- EXERCISE -
From the entries, filter out every line that lacks "below" and copy the rest.

•••

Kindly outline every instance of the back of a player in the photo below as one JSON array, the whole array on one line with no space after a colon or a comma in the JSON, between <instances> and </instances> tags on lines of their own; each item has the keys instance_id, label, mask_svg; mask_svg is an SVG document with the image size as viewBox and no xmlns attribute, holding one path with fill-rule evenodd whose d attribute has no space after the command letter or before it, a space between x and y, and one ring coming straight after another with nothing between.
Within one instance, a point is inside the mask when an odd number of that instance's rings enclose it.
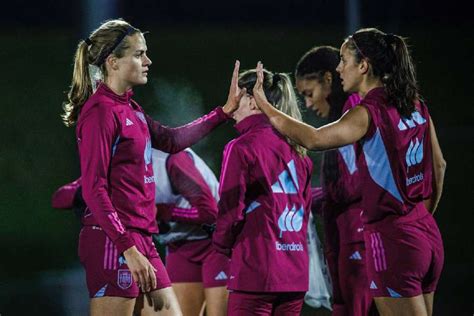
<instances>
[{"instance_id":1,"label":"back of a player","mask_svg":"<svg viewBox=\"0 0 474 316\"><path fill-rule=\"evenodd\" d=\"M364 238L374 297L434 292L444 261L439 229L423 203L432 193L430 118L423 103L402 117L383 89L362 100L371 118L362 141Z\"/></svg>"}]
</instances>

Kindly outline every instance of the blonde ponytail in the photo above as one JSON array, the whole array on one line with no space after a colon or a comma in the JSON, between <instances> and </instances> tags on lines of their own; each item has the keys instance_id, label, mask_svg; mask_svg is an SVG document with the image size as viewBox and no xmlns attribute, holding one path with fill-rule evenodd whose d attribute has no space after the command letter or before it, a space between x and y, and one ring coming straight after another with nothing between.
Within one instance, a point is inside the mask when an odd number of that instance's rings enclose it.
<instances>
[{"instance_id":1,"label":"blonde ponytail","mask_svg":"<svg viewBox=\"0 0 474 316\"><path fill-rule=\"evenodd\" d=\"M302 116L290 77L284 73L273 74L268 70L263 71L263 77L263 90L267 100L278 110L301 121ZM254 69L244 71L239 75L239 87L246 88L247 92L251 94L256 80L257 73ZM306 155L306 148L288 137L286 137L286 141L300 156Z\"/></svg>"}]
</instances>

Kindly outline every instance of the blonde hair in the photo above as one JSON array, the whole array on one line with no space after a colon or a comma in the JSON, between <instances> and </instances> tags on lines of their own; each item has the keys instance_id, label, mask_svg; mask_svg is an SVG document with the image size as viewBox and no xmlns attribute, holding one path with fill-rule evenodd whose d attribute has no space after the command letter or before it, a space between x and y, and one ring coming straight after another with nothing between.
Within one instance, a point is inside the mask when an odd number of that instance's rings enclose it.
<instances>
[{"instance_id":1,"label":"blonde hair","mask_svg":"<svg viewBox=\"0 0 474 316\"><path fill-rule=\"evenodd\" d=\"M246 70L239 75L239 87L246 88L247 93L252 94L253 86L257 80L254 69ZM267 100L278 110L302 121L295 90L290 77L285 73L271 73L263 70L263 90ZM300 155L306 156L306 148L298 145L292 139L286 137L286 141Z\"/></svg>"},{"instance_id":2,"label":"blonde hair","mask_svg":"<svg viewBox=\"0 0 474 316\"><path fill-rule=\"evenodd\" d=\"M107 56L113 54L122 57L129 47L124 39L136 33L141 31L122 19L116 19L104 22L89 38L79 42L74 57L72 82L67 101L63 104L64 113L61 115L66 126L76 123L82 106L93 94L89 65L99 67L106 76L104 61Z\"/></svg>"}]
</instances>

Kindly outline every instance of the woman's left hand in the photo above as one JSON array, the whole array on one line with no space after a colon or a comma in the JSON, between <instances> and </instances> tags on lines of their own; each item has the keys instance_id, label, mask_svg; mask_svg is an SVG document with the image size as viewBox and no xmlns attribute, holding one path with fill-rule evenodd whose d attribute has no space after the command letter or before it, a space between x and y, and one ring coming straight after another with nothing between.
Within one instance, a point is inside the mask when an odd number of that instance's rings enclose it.
<instances>
[{"instance_id":1,"label":"woman's left hand","mask_svg":"<svg viewBox=\"0 0 474 316\"><path fill-rule=\"evenodd\" d=\"M234 113L235 110L239 108L240 99L246 93L245 88L239 88L239 67L240 62L238 60L235 61L234 72L232 73L232 80L230 82L229 87L229 95L227 96L227 102L225 103L224 113L227 115L231 115Z\"/></svg>"}]
</instances>

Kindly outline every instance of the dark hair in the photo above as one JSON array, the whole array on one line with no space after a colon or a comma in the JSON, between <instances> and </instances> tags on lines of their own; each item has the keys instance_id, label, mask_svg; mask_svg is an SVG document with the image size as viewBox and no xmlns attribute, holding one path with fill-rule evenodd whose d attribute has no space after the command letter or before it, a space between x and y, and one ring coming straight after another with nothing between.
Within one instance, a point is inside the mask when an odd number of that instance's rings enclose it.
<instances>
[{"instance_id":1,"label":"dark hair","mask_svg":"<svg viewBox=\"0 0 474 316\"><path fill-rule=\"evenodd\" d=\"M256 81L257 72L255 69L246 70L239 75L238 85L241 89L247 89L247 93L252 95ZM265 92L268 102L270 102L275 108L298 121L302 121L295 90L293 89L293 84L287 74L271 73L264 69L263 91ZM303 146L298 145L288 137L286 137L286 140L296 150L296 152L298 152L298 154L301 156L306 155L306 149Z\"/></svg>"},{"instance_id":2,"label":"dark hair","mask_svg":"<svg viewBox=\"0 0 474 316\"><path fill-rule=\"evenodd\" d=\"M316 46L307 51L296 64L296 80L317 80L322 82L324 74L332 75L331 93L328 96L329 116L328 122L338 120L342 115L344 103L348 94L342 89L341 78L336 71L340 61L339 50L332 46ZM321 182L324 187L339 179L337 150L323 153Z\"/></svg>"},{"instance_id":3,"label":"dark hair","mask_svg":"<svg viewBox=\"0 0 474 316\"><path fill-rule=\"evenodd\" d=\"M375 29L361 29L345 41L357 62L366 59L372 75L380 78L400 115L409 117L415 103L421 99L416 81L415 66L405 40L398 35L385 34Z\"/></svg>"},{"instance_id":4,"label":"dark hair","mask_svg":"<svg viewBox=\"0 0 474 316\"><path fill-rule=\"evenodd\" d=\"M124 20L110 20L93 31L89 38L79 42L68 100L63 105L64 114L61 115L66 126L76 123L82 106L93 93L89 65L99 67L106 76L104 60L110 54L122 57L129 48L126 37L136 33L141 31Z\"/></svg>"}]
</instances>

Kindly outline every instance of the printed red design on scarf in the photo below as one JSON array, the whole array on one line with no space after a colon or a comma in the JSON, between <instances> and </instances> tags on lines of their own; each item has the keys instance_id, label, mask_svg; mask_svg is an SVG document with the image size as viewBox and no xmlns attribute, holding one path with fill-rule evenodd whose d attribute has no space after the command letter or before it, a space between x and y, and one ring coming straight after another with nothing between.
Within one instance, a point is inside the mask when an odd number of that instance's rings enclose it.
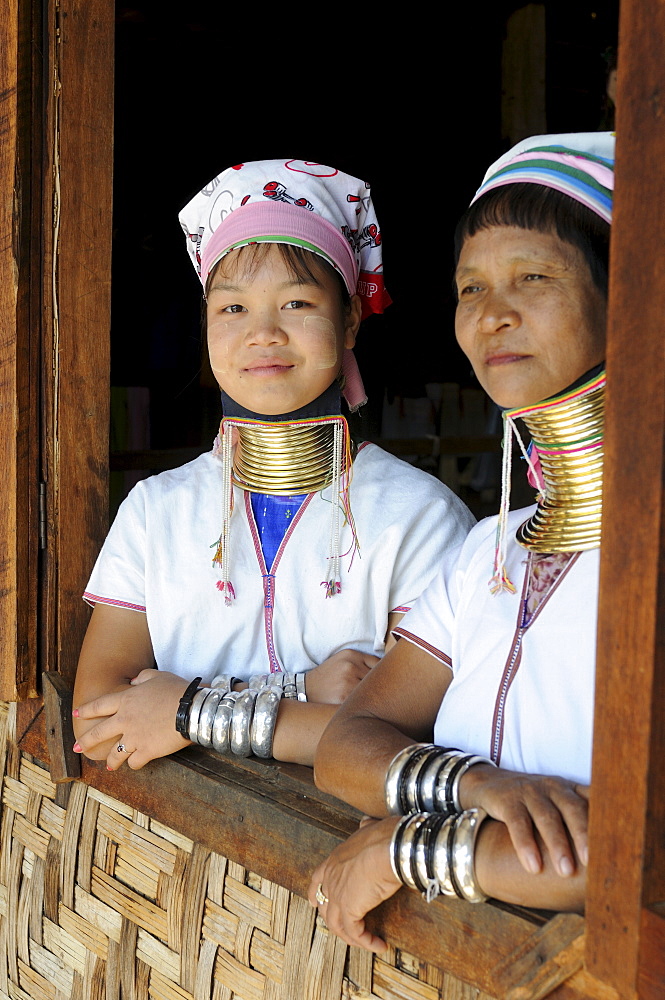
<instances>
[{"instance_id":1,"label":"printed red design on scarf","mask_svg":"<svg viewBox=\"0 0 665 1000\"><path fill-rule=\"evenodd\" d=\"M306 208L309 212L314 211L311 201L307 201L307 198L294 198L279 181L268 181L263 188L263 195L265 198L271 198L273 201L284 201L287 205Z\"/></svg>"},{"instance_id":2,"label":"printed red design on scarf","mask_svg":"<svg viewBox=\"0 0 665 1000\"><path fill-rule=\"evenodd\" d=\"M294 163L297 166L292 166ZM335 177L339 173L334 167L327 167L325 163L312 163L310 160L287 160L284 166L295 174L309 174L311 177ZM317 167L321 169L317 170Z\"/></svg>"}]
</instances>

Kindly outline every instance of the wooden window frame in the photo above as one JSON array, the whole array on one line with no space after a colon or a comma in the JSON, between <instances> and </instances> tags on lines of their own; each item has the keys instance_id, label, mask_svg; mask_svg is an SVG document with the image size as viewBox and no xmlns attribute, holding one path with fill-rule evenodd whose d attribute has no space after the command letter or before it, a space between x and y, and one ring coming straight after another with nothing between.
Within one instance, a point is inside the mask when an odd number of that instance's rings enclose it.
<instances>
[{"instance_id":1,"label":"wooden window frame","mask_svg":"<svg viewBox=\"0 0 665 1000\"><path fill-rule=\"evenodd\" d=\"M80 593L106 525L113 16L110 0L10 0L0 26L11 166L0 172L0 693L32 699L21 745L42 759L37 670L73 679L87 619ZM372 918L489 993L655 1000L665 988L665 66L654 38L665 38L662 0L624 0L586 918L428 908L406 892ZM306 769L196 748L137 773L85 762L82 776L212 849L231 845L242 864L299 893L303 849L313 867L357 818Z\"/></svg>"},{"instance_id":2,"label":"wooden window frame","mask_svg":"<svg viewBox=\"0 0 665 1000\"><path fill-rule=\"evenodd\" d=\"M110 0L0 19L5 700L37 699L44 669L73 678L108 524L113 35Z\"/></svg>"}]
</instances>

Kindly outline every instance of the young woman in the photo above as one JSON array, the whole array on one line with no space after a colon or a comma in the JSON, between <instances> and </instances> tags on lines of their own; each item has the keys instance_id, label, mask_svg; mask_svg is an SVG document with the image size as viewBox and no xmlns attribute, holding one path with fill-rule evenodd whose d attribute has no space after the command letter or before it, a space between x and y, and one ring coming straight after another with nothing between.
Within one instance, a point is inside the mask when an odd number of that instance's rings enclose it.
<instances>
[{"instance_id":1,"label":"young woman","mask_svg":"<svg viewBox=\"0 0 665 1000\"><path fill-rule=\"evenodd\" d=\"M75 749L111 770L192 740L311 764L472 519L431 476L349 438L341 394L364 401L351 348L387 301L369 187L308 161L245 163L180 218L220 437L118 513L85 595Z\"/></svg>"},{"instance_id":2,"label":"young woman","mask_svg":"<svg viewBox=\"0 0 665 1000\"><path fill-rule=\"evenodd\" d=\"M312 903L351 944L385 947L364 916L402 881L583 905L613 146L525 140L458 227L457 338L504 408L504 484L519 417L540 500L509 513L504 485L498 519L442 567L321 740L317 783L395 814L314 873Z\"/></svg>"}]
</instances>

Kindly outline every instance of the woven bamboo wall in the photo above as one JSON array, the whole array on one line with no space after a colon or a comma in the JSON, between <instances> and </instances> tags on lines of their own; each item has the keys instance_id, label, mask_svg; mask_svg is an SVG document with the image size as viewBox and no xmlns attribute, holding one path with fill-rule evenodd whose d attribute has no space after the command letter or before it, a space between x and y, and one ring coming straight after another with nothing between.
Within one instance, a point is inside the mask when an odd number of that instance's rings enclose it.
<instances>
[{"instance_id":1,"label":"woven bamboo wall","mask_svg":"<svg viewBox=\"0 0 665 1000\"><path fill-rule=\"evenodd\" d=\"M491 1000L82 782L52 784L0 704L2 1000Z\"/></svg>"}]
</instances>

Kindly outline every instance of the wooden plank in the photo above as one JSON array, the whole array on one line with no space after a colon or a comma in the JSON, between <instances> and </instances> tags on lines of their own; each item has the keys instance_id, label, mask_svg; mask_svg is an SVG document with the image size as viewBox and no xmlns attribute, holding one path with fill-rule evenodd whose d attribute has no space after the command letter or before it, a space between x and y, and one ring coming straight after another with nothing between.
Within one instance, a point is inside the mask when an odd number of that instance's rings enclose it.
<instances>
[{"instance_id":1,"label":"wooden plank","mask_svg":"<svg viewBox=\"0 0 665 1000\"><path fill-rule=\"evenodd\" d=\"M81 593L108 528L113 4L61 0L59 29L58 323L48 435L57 652L48 667L73 680L89 616Z\"/></svg>"},{"instance_id":2,"label":"wooden plank","mask_svg":"<svg viewBox=\"0 0 665 1000\"><path fill-rule=\"evenodd\" d=\"M43 198L45 183L44 126L51 105L45 82L45 60L42 53L43 8L39 0L20 0L22 11L21 47L26 79L30 80L29 117L21 115L19 127L23 143L29 142L30 175L29 242L25 309L19 317L21 326L21 379L19 423L17 437L20 466L15 484L19 504L17 551L19 559L19 633L18 656L15 664L17 698L38 696L37 601L39 575L39 478L40 478L40 359L44 302L42 297L42 232L45 221L50 223L51 206ZM25 168L24 168L25 172ZM25 183L25 182L22 182ZM27 406L27 413L25 408Z\"/></svg>"},{"instance_id":3,"label":"wooden plank","mask_svg":"<svg viewBox=\"0 0 665 1000\"><path fill-rule=\"evenodd\" d=\"M21 205L16 203L15 170L18 159L18 76L19 26L18 2L10 0L9 9L0 19L0 130L2 169L0 169L0 433L3 461L0 464L0 495L4 512L0 521L0 687L3 697L14 692L13 663L17 653L17 558L16 558L16 440L17 323L20 268L17 259ZM15 213L19 213L18 219Z\"/></svg>"},{"instance_id":4,"label":"wooden plank","mask_svg":"<svg viewBox=\"0 0 665 1000\"><path fill-rule=\"evenodd\" d=\"M32 295L35 259L33 9L9 0L0 19L0 698L35 696L39 313ZM36 120L34 115L36 114ZM38 143L37 143L38 144ZM32 577L31 577L32 574ZM32 585L31 585L32 584Z\"/></svg>"},{"instance_id":5,"label":"wooden plank","mask_svg":"<svg viewBox=\"0 0 665 1000\"><path fill-rule=\"evenodd\" d=\"M626 997L665 899L663 38L662 0L624 0L586 963Z\"/></svg>"},{"instance_id":6,"label":"wooden plank","mask_svg":"<svg viewBox=\"0 0 665 1000\"><path fill-rule=\"evenodd\" d=\"M547 132L545 5L520 6L506 21L501 53L501 135L513 146Z\"/></svg>"},{"instance_id":7,"label":"wooden plank","mask_svg":"<svg viewBox=\"0 0 665 1000\"><path fill-rule=\"evenodd\" d=\"M584 919L557 914L494 966L494 991L505 1000L542 1000L581 969L583 958Z\"/></svg>"},{"instance_id":8,"label":"wooden plank","mask_svg":"<svg viewBox=\"0 0 665 1000\"><path fill-rule=\"evenodd\" d=\"M640 927L640 1000L665 996L665 904L642 910Z\"/></svg>"},{"instance_id":9,"label":"wooden plank","mask_svg":"<svg viewBox=\"0 0 665 1000\"><path fill-rule=\"evenodd\" d=\"M51 781L59 784L81 776L81 757L74 753L72 688L65 678L52 671L42 674L46 742L51 762Z\"/></svg>"},{"instance_id":10,"label":"wooden plank","mask_svg":"<svg viewBox=\"0 0 665 1000\"><path fill-rule=\"evenodd\" d=\"M39 647L41 670L58 662L56 646L57 559L54 540L56 533L57 476L54 468L55 444L55 385L53 378L54 345L58 329L58 247L60 242L60 52L56 5L58 0L45 0L45 25L42 50L45 59L46 103L43 145L43 203L50 210L44 219L42 258L42 357L41 357L41 473L44 493L45 524L39 580Z\"/></svg>"},{"instance_id":11,"label":"wooden plank","mask_svg":"<svg viewBox=\"0 0 665 1000\"><path fill-rule=\"evenodd\" d=\"M610 986L605 986L586 969L580 969L561 986L557 986L548 995L547 1000L625 1000L625 998L620 997Z\"/></svg>"}]
</instances>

•••

- ANSWER SECTION -
Kindly outline every instance of the back of a player in the photo below as one JSON array, the whole array on one line with no space after a colon or a comma in the JSON, between <instances> and </instances> tags on lines of their own; each item has the keys instance_id, label, mask_svg; mask_svg is an SVG document with the image size as viewBox and no xmlns attribute, holding one path with fill-rule evenodd whose d attribute has no space after the command letter or before it, a space between x and y, and one ring coming straight after another with nothing between.
Kindly outline every instance of the printed red design on scarf in the photo below as one JSON array, the whole array on one line with no space after a colon or a comma in the JSON, between <instances> and </instances> tags on lines of their own; each item has the keys instance_id, label, mask_svg; mask_svg is an SVG document with the image size as viewBox and no xmlns attribute, holding one path with fill-rule evenodd whose d attribute has no space after the command letter or before it, a space between x and y, and one ring coming straight after another with nothing between.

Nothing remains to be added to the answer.